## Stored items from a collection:
>> begin

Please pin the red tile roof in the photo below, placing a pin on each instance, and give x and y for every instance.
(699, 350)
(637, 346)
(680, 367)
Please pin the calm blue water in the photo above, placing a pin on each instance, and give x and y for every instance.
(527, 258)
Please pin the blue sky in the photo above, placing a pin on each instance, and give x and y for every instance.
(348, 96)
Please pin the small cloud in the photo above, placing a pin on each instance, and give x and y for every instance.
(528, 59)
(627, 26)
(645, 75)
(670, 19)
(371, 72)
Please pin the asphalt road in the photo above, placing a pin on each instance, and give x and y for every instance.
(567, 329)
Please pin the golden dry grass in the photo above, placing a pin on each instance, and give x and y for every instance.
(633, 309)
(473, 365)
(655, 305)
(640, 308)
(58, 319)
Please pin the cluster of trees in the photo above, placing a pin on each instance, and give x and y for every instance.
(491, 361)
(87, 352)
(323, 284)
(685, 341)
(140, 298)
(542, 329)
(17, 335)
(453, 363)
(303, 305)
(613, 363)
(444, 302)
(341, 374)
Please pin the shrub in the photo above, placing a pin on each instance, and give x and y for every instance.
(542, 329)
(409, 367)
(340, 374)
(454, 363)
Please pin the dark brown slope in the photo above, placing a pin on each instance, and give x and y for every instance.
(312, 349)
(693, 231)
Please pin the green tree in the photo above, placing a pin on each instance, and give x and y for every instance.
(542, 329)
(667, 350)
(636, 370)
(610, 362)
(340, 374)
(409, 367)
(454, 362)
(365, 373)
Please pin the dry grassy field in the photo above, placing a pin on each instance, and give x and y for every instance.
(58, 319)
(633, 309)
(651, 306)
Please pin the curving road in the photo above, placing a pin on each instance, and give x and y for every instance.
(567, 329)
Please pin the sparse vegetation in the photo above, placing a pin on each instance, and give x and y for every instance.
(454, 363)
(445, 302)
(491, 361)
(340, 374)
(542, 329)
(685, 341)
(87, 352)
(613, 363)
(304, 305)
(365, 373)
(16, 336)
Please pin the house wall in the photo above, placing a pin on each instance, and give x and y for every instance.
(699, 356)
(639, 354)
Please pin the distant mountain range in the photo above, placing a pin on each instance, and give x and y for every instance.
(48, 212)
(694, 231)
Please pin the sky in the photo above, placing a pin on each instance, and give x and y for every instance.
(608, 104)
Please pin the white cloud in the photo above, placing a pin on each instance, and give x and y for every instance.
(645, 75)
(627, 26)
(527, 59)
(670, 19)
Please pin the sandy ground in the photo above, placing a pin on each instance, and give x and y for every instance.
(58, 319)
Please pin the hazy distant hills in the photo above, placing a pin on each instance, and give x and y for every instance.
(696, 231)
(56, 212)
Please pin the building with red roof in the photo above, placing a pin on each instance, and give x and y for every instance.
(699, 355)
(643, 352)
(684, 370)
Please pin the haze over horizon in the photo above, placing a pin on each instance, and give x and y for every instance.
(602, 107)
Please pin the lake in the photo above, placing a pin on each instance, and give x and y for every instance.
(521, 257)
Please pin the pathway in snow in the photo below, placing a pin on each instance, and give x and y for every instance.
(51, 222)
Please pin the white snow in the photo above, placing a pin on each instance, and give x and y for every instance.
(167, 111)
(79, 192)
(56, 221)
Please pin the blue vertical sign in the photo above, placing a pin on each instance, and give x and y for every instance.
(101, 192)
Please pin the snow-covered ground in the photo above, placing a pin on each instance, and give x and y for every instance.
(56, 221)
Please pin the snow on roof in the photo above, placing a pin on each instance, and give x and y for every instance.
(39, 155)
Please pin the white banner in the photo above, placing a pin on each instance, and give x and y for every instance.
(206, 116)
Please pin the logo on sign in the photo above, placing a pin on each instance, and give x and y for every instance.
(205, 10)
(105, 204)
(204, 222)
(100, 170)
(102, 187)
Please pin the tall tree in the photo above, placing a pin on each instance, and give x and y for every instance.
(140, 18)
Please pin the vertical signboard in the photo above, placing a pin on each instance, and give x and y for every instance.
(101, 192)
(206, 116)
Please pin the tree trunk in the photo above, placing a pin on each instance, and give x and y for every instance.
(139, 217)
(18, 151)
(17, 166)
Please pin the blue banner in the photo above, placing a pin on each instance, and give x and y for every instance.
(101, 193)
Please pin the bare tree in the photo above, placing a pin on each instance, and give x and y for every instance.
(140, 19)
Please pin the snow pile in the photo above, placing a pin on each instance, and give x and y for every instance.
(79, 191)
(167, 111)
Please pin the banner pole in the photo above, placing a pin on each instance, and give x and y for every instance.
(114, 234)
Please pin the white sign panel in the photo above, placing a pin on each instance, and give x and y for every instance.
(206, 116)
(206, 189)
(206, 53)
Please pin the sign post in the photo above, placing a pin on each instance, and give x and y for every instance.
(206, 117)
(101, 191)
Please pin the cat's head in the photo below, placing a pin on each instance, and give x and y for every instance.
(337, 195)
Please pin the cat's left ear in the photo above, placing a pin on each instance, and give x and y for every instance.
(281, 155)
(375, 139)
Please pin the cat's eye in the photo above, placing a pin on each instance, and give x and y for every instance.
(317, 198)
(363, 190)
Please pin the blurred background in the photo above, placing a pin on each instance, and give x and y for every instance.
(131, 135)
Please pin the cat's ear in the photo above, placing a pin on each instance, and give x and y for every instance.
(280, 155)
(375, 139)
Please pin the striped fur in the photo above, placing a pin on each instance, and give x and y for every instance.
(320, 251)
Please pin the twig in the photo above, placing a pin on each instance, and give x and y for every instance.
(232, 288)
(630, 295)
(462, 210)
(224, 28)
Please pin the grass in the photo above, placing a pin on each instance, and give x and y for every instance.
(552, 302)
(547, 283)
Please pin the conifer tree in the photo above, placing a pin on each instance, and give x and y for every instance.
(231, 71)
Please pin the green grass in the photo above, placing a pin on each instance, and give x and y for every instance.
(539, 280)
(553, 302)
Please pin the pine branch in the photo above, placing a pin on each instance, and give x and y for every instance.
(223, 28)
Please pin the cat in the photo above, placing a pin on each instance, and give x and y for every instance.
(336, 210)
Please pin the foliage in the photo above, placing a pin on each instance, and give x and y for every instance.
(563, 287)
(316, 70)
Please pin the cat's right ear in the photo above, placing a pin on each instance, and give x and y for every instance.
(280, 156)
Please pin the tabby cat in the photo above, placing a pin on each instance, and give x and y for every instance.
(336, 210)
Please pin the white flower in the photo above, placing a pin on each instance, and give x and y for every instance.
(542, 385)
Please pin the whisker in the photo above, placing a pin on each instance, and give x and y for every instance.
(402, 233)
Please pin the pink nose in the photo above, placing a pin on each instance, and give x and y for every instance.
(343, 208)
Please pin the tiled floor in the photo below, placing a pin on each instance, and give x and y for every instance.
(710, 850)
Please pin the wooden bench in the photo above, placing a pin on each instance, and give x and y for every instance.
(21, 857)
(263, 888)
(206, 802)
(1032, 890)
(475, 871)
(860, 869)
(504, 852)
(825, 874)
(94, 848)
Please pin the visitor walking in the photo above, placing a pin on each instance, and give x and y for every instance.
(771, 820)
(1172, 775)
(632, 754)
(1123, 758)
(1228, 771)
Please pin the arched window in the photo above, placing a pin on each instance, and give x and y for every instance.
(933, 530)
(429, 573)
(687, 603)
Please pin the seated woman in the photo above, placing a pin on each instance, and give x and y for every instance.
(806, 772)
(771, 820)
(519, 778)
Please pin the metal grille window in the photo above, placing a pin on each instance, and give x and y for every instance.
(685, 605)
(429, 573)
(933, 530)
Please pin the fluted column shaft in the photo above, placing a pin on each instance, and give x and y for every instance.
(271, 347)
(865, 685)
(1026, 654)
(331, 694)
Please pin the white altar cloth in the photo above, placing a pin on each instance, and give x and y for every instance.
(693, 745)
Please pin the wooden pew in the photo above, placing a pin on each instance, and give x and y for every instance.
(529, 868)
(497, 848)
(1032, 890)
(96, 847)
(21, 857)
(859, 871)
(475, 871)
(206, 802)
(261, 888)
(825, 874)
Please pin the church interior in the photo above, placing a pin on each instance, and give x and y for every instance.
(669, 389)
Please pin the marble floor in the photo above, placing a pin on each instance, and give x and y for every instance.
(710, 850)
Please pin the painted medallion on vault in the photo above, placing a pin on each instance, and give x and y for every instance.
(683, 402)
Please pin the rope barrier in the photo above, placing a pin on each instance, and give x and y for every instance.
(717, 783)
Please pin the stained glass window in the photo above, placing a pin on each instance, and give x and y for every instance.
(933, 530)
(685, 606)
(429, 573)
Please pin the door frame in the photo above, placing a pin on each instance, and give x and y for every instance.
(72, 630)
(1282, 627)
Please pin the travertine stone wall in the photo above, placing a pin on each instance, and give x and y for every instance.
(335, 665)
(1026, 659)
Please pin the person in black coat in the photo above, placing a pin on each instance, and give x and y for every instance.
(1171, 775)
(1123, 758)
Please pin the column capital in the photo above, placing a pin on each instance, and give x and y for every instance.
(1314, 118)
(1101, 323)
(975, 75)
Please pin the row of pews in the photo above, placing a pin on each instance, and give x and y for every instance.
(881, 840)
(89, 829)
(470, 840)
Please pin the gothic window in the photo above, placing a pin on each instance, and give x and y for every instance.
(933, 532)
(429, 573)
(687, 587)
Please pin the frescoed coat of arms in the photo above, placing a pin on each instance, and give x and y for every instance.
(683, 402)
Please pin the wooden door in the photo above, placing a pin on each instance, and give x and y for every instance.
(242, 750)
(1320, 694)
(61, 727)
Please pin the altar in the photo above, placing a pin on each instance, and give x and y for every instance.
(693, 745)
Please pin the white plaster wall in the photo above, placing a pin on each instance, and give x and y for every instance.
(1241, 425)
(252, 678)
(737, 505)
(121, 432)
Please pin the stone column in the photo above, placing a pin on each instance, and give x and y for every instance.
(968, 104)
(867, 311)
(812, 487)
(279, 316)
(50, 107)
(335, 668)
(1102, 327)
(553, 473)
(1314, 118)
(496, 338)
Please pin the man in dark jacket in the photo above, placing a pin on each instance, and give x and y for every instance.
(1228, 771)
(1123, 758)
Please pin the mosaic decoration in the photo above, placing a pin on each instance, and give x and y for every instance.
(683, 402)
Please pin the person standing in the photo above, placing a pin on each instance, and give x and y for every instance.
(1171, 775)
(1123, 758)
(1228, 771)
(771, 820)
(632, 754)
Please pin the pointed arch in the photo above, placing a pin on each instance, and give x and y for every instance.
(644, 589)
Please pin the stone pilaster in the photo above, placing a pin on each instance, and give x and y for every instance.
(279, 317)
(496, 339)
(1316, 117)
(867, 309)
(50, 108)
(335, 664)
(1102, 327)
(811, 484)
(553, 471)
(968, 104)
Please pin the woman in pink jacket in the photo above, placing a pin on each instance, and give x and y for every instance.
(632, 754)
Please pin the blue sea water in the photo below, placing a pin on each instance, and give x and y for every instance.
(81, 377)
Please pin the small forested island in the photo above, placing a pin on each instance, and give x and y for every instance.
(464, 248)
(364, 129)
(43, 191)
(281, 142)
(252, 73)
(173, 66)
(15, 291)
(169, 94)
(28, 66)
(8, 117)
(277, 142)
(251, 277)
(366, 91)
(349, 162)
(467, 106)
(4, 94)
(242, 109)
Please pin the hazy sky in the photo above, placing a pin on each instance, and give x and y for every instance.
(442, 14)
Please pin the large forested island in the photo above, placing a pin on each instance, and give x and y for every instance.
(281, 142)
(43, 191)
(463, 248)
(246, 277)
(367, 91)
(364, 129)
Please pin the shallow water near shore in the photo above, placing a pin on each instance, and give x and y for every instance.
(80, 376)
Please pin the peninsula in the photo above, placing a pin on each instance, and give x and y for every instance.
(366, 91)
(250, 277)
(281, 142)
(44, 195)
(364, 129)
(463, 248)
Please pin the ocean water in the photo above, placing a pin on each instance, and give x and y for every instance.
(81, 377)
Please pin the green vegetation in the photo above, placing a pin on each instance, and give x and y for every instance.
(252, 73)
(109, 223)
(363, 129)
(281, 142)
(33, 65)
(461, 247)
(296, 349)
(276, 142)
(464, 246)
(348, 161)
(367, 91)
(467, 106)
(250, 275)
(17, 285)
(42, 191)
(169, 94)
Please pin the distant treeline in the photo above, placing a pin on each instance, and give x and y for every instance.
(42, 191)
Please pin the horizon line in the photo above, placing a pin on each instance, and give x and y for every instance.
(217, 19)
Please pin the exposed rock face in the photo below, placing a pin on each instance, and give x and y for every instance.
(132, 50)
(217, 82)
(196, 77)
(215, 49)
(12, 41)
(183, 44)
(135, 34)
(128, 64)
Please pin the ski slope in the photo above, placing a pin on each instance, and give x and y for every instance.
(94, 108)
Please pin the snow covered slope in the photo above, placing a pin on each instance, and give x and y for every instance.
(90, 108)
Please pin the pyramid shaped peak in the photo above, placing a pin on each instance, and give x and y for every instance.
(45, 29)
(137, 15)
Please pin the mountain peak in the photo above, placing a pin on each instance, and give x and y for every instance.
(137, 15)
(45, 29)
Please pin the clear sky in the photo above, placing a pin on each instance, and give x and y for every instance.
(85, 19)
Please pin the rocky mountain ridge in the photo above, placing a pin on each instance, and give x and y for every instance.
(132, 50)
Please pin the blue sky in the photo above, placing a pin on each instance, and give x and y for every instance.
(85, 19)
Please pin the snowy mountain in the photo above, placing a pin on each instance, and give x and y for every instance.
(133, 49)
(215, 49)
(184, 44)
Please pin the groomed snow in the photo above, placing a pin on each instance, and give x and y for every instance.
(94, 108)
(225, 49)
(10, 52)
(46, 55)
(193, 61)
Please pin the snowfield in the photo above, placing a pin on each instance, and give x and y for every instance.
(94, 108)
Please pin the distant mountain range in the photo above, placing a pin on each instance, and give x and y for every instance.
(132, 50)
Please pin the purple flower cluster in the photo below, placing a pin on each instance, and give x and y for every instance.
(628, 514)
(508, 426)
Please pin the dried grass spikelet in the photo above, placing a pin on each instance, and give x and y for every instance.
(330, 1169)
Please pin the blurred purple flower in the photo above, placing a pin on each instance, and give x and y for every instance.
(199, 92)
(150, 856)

>> end

## What the exercise asks:
Copy out exactly the lines from the line with "Please pin the mountain" to the end of the listing, including both of those lines, and give nothing else.

## Output for this exercise:
Please pin the mountain peak in the photo above, placing a pin on each instance, and give x and y for every instance.
(137, 15)
(45, 29)
Please pin the clear sky in the photo above, placing a pin on each instance, and give x and y for every instance.
(85, 19)
Please pin the rocky mountain ridge in the photo above, placing a pin on each instance, and give x and y for every instance.
(132, 50)
Please pin the blue sky in the photo above, placing a pin on each instance, and give x and y for every instance.
(85, 19)
Please pin the snowy mountain in the photo above, placing a pin on each instance, and give x and y for every instance.
(133, 49)
(215, 49)
(184, 44)
Please pin the groomed snow in the photo above, placing a pin on each instance, and give x and y for every instance.
(94, 108)
(225, 49)
(10, 52)
(46, 55)
(193, 61)
Please pin the snowfield in the photo above, placing a pin on each instance, and give x and y for every instance.
(94, 108)
Please pin the distant mountain range in the photo above, placing a pin on each instance, and give x and y for every instance.
(132, 50)
Please pin the purple flower cluster in the photo below, placing a pin on each instance, and give x and y for every instance.
(628, 514)
(508, 426)
Please pin the dried grass spikelet in the photo above, placing a pin on each instance, and give x and y for every instance.
(330, 1169)
Please pin the blurred purple flower in the photo above, placing a pin on each instance, and give x and y for every instance.
(199, 92)
(150, 856)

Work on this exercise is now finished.